* YOUR ASSIGNMENT
Copy out the lines below that hold the word "ceiling".

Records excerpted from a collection
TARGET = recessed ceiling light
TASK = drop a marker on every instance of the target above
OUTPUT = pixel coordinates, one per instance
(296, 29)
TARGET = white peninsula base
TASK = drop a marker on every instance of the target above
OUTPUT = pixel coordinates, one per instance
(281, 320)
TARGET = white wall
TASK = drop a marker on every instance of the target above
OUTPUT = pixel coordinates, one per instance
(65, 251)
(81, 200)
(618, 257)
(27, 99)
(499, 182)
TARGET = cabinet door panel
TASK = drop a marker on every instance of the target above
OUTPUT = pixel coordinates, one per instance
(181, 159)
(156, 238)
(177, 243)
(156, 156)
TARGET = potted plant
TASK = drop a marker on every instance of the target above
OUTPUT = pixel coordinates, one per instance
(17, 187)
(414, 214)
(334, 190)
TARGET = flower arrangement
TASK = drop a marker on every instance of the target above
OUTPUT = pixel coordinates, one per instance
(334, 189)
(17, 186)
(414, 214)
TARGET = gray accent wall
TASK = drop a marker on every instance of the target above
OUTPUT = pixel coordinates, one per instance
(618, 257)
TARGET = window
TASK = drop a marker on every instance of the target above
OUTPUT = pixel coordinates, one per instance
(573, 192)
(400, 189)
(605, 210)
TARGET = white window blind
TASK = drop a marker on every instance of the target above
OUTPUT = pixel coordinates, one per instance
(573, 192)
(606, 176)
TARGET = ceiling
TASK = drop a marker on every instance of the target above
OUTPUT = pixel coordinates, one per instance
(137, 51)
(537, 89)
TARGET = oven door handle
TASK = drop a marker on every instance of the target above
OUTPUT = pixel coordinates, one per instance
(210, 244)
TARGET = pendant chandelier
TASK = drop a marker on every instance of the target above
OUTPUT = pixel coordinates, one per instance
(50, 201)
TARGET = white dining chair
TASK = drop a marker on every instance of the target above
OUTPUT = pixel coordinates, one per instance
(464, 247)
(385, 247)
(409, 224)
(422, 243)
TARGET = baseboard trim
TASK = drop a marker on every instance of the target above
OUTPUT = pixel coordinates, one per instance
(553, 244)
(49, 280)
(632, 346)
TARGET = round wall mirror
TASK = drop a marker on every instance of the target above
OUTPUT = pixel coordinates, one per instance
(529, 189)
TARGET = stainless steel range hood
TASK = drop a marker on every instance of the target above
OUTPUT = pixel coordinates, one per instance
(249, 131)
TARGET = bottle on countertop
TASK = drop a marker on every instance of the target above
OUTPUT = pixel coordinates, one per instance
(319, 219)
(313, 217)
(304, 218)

* YOUR SOLUTION
TARGET = recessed ceiling light
TARGET = ceiling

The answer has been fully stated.